Text passage:

More Than One Million Dollars Worth Of Illegal Ivory Discovered For Sale At Carlton Gallery In La Jolla, California; Charges Filed

Criminal charges have been filed against the Carlton Gallery in La Jolla, its owner Victor Hyman Cohen, and employee Sheldon Miles Kupersmith, for trafficking ivory in defiance of California law.

More than 300 pieces of ivory and items containing ivory, valued at more than $1.3 million dollars, were recently seized from the gallery and its warehouse.

According to San Diego City Attorney Mara W. Elliott, this is largest seizure of ivory products by the California Department of Fish and Wildlife since a state law banning their sale took effect in 2016.

“A law is just a law if it’s not enforced, and funded,” California Senate President Pro Tempore Toni G. Atkins of San Diego said in a statementwho authored the legislation banning the sale of nearly all ivory in the state. “In 2016, the Legislature and the Governor gave the Department of Fish and Wildlife the resources needed to investigate illegal ivory sales, and they have responded by rooting out criminals who profit from the brutal killing of elephants and other animals.”

The investigation into Carlton Gallery began in May 2017, when wildlife officers from the Department of Fish and Wildlife’s Trafficking Unit observed two art-deco sculptures that appeared to be ivory in the gallery’s Prospect Street display window. In December 2017 and March 2018, wildlife officers returned and observed additional items that appeared to contain ivory.

Provided records:
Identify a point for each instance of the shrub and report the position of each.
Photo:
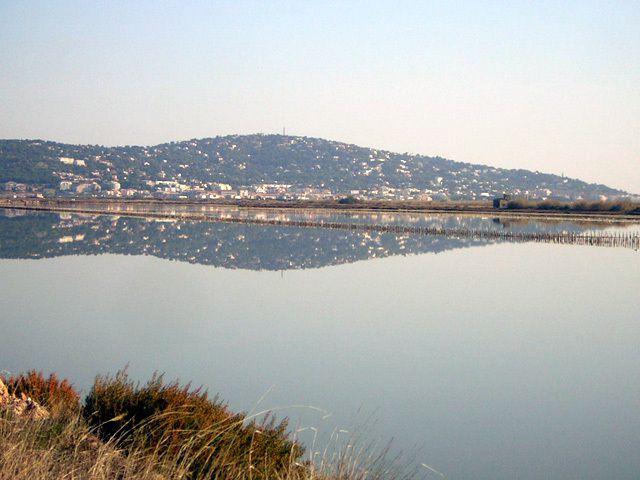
(59, 397)
(184, 425)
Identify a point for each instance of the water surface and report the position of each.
(499, 360)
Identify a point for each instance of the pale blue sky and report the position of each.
(550, 86)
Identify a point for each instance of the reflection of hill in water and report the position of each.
(44, 235)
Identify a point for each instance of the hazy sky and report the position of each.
(550, 86)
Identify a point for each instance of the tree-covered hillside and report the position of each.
(247, 160)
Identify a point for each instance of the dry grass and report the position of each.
(164, 431)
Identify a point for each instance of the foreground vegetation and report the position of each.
(626, 207)
(159, 431)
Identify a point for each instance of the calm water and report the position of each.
(498, 360)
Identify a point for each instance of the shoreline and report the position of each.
(431, 208)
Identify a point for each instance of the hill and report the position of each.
(269, 165)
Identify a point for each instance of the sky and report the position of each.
(547, 85)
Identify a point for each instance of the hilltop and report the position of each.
(268, 166)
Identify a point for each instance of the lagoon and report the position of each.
(497, 360)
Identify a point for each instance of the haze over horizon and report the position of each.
(542, 87)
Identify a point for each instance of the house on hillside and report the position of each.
(502, 202)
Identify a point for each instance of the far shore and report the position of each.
(92, 205)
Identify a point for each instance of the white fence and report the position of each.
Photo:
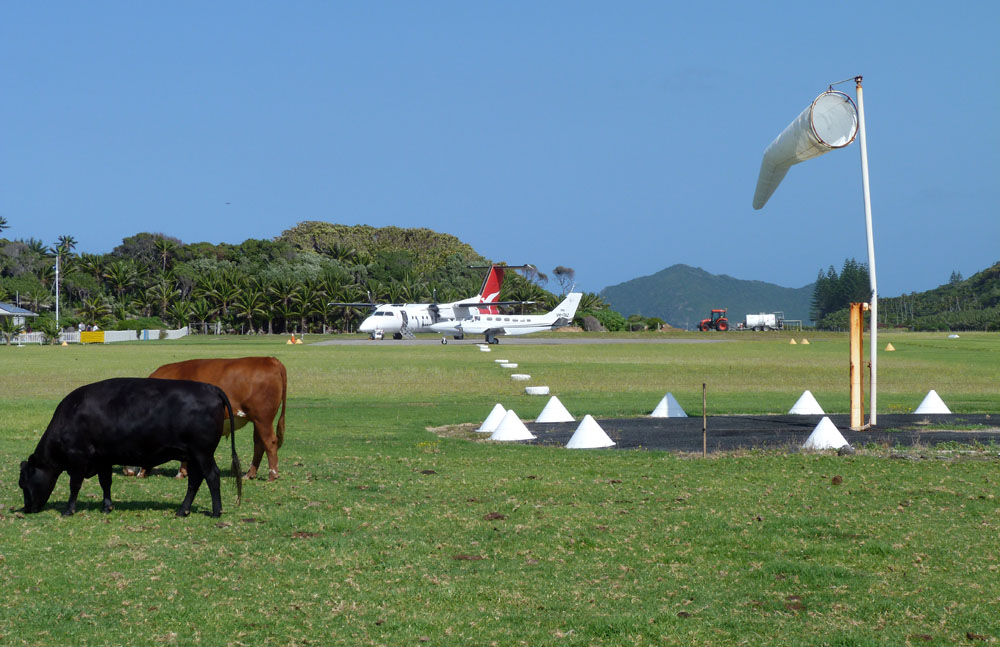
(28, 338)
(111, 336)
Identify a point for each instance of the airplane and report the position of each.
(492, 324)
(402, 320)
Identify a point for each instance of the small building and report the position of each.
(20, 315)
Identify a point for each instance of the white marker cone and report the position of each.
(932, 404)
(806, 405)
(589, 435)
(668, 408)
(492, 420)
(511, 428)
(825, 436)
(554, 411)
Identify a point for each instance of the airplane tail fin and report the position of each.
(491, 289)
(564, 312)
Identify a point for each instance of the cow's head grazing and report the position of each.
(37, 483)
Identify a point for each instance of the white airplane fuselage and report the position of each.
(492, 325)
(391, 318)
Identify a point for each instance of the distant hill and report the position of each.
(683, 295)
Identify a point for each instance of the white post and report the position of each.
(871, 256)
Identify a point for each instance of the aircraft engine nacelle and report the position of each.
(830, 122)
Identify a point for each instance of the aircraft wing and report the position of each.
(487, 304)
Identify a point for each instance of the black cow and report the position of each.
(131, 421)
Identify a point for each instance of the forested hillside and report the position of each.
(682, 296)
(960, 304)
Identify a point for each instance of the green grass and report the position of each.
(381, 533)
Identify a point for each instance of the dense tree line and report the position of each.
(959, 304)
(284, 285)
(834, 292)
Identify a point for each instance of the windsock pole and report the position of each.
(871, 255)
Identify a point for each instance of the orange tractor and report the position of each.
(717, 322)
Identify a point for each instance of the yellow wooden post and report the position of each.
(857, 332)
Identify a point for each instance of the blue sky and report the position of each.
(614, 138)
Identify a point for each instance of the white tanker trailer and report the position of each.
(764, 321)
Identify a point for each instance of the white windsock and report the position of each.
(668, 408)
(589, 435)
(511, 428)
(932, 404)
(825, 436)
(830, 122)
(492, 420)
(554, 411)
(806, 405)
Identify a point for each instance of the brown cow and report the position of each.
(256, 387)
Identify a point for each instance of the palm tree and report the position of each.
(65, 244)
(122, 275)
(94, 265)
(9, 329)
(38, 298)
(310, 296)
(165, 248)
(284, 294)
(122, 309)
(249, 306)
(201, 312)
(180, 313)
(163, 293)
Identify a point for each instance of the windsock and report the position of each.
(830, 122)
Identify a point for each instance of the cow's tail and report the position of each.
(235, 464)
(280, 431)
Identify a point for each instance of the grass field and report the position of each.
(381, 533)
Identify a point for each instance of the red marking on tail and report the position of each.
(491, 289)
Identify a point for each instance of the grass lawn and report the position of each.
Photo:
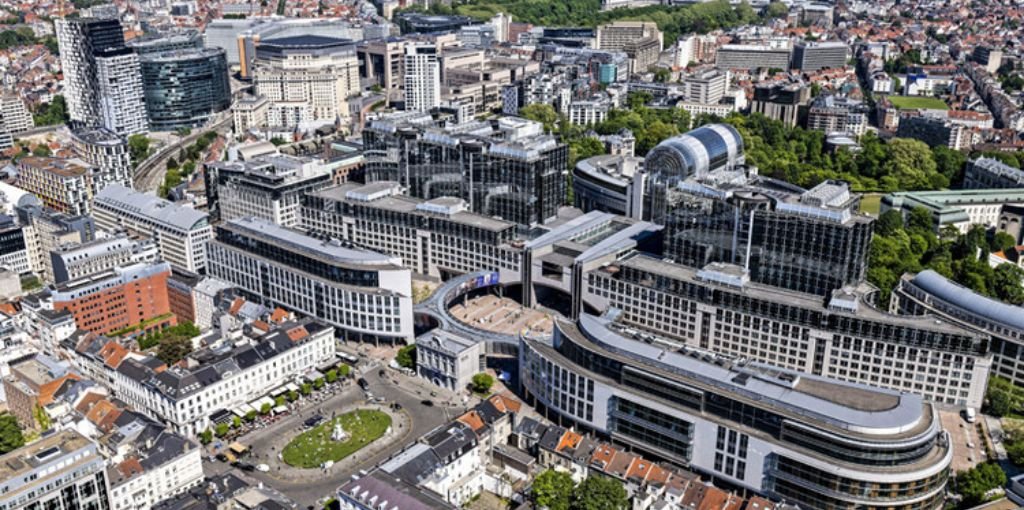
(314, 447)
(913, 101)
(870, 204)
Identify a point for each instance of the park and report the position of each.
(326, 442)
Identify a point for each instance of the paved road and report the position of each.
(318, 484)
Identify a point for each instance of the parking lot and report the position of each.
(963, 435)
(502, 315)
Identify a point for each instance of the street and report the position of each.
(320, 484)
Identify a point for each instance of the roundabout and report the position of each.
(336, 438)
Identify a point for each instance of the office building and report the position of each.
(365, 294)
(988, 57)
(14, 115)
(439, 237)
(808, 241)
(61, 471)
(79, 260)
(750, 56)
(935, 131)
(13, 247)
(811, 440)
(610, 183)
(509, 168)
(80, 40)
(832, 114)
(181, 232)
(617, 35)
(989, 173)
(780, 101)
(930, 294)
(318, 73)
(810, 56)
(708, 87)
(65, 185)
(122, 104)
(958, 208)
(108, 154)
(422, 77)
(449, 360)
(129, 296)
(184, 87)
(228, 377)
(267, 186)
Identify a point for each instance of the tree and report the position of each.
(10, 433)
(552, 490)
(138, 147)
(600, 493)
(543, 113)
(406, 357)
(173, 348)
(482, 382)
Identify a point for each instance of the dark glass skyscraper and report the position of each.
(184, 87)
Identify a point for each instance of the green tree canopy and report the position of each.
(10, 433)
(552, 490)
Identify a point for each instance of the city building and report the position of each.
(184, 87)
(439, 237)
(832, 114)
(367, 295)
(780, 101)
(708, 87)
(316, 72)
(107, 153)
(227, 376)
(988, 173)
(775, 432)
(930, 294)
(619, 35)
(122, 103)
(610, 183)
(65, 185)
(958, 208)
(61, 471)
(181, 232)
(422, 77)
(13, 247)
(935, 131)
(750, 56)
(811, 56)
(80, 40)
(119, 299)
(509, 168)
(79, 260)
(267, 186)
(449, 360)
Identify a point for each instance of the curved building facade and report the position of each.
(813, 441)
(183, 88)
(692, 154)
(931, 293)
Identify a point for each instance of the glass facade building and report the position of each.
(183, 88)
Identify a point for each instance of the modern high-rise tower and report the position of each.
(101, 83)
(423, 79)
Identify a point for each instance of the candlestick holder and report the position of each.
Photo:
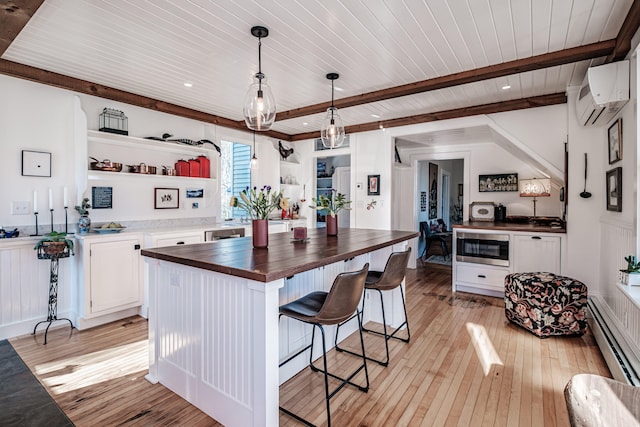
(36, 215)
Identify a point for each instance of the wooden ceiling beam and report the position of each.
(628, 29)
(14, 15)
(39, 75)
(566, 56)
(497, 107)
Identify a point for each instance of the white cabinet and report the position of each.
(109, 278)
(536, 252)
(528, 252)
(480, 278)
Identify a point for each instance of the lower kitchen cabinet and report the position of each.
(109, 278)
(528, 252)
(484, 279)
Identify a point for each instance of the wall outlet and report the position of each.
(19, 208)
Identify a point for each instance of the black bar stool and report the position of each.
(330, 308)
(379, 281)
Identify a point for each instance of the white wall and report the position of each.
(41, 118)
(38, 118)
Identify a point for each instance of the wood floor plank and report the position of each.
(438, 379)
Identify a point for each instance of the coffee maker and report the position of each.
(500, 213)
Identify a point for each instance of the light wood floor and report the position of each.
(465, 365)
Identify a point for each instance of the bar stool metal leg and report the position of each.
(384, 334)
(327, 374)
(330, 308)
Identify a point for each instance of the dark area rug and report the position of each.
(23, 400)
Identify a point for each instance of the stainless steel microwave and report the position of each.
(481, 248)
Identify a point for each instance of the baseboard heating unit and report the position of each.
(616, 349)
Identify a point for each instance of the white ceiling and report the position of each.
(152, 47)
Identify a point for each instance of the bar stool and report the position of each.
(330, 308)
(379, 281)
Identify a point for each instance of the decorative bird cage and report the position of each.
(113, 121)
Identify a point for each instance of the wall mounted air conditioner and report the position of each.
(604, 91)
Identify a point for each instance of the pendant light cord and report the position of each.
(332, 107)
(259, 75)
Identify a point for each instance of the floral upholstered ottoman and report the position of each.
(546, 304)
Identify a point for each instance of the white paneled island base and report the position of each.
(214, 336)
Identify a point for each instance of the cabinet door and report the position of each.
(115, 275)
(181, 240)
(536, 253)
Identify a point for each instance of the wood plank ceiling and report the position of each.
(400, 61)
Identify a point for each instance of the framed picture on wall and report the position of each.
(166, 198)
(614, 190)
(615, 141)
(373, 186)
(498, 182)
(36, 163)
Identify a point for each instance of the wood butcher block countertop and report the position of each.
(284, 257)
(511, 226)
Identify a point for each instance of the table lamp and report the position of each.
(535, 188)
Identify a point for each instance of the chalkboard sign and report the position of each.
(102, 197)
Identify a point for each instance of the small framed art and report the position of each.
(373, 185)
(615, 141)
(166, 198)
(36, 163)
(614, 190)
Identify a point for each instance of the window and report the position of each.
(235, 175)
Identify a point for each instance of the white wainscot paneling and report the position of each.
(209, 338)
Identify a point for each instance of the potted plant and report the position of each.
(258, 204)
(54, 243)
(332, 204)
(84, 222)
(631, 275)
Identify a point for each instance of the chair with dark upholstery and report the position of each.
(428, 235)
(387, 280)
(330, 308)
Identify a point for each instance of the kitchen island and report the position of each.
(214, 335)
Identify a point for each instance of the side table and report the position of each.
(52, 316)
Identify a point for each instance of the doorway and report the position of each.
(333, 173)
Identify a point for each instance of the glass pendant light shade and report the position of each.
(259, 105)
(332, 130)
(259, 108)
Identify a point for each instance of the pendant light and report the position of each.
(332, 130)
(259, 104)
(254, 160)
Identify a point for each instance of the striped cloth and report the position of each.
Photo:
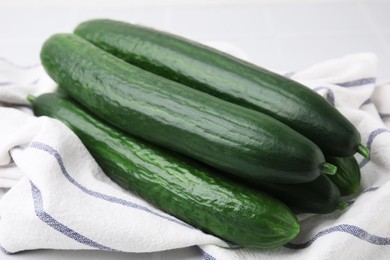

What to do:
1 - Print everything from "Criminal charges have" down to "of California law." in the ivory seizure article.
2 - Carry on the article about the ivory seizure at the Carlton Gallery, starting after its final sentence.

Task responses:
1 -
Criminal charges have been filed against the Carlton Gallery in La Jolla, its owner Victor Hyman Cohen, and employee Sheldon Miles Kupersmith, for trafficking ivory in defiance of California law.

2 -
In a sting operation conducted on May 1st, undercover wildlife officers purchased an ivory sculpture from Kupersmith, who offered to sell the officers three other sculptures containing ivory. Wildlife officers obtained and executed a search warrant later that day and seized 146 items containing ivory from the gallery.

The investigators subsequently seized 192 additional pieces of ivory from a warehouse. Most of the items contained ivory from elephants, while some contained ivory from the teeth of hippopotamus.

“Ivory trafficking is an illegal and reprehensible business that encourages the senseless slaughter of elephants and other endangered species,” said City Attorney Elliott. “I hope this prosecution sends a strong message to anyone who sells or is thinking about selling ivory on the black market in San Diego: We will find you and prosecute you to the fullest extent of the law.”

The 2016 ban, which can be found in California Fish and Game Code section 2202, encompasses the teeth and tusks of elephant, hippopotamus, mammoth, mastodon, walrus, warthog, whale and narwhal, as well as rhinoceros’ horn, regardless of whether it is raw, worked or powdered, or from a store or a private collection. Under the law, advertising the sale of any items containing ivory is also prohibited.

Two types of ivory products are exempted from the ban: musical instrument that are made of less than 20% ivory and were manufactured no later than 1975, and antiques that are made of less than 5% ivory and are more than 100 years old. Neither exception applies to the items seized from the Carlton Gallery.

As per KGTV, a first-time offense of the ban is a misdemeanor punishable by up to a year in jail and a fine of up to $40,000.

Kupersmith was charged with eight counts of the purchase and sale of ivory and rhinoceros’ horn, and eight counts of the unlawful importing, possession and sale of a specified species.

Cohen and the Carlton Gallery are charged with 11 counts of each.

HELP US PUT AN END TO THE IVORY & RHINO HORN TRADE!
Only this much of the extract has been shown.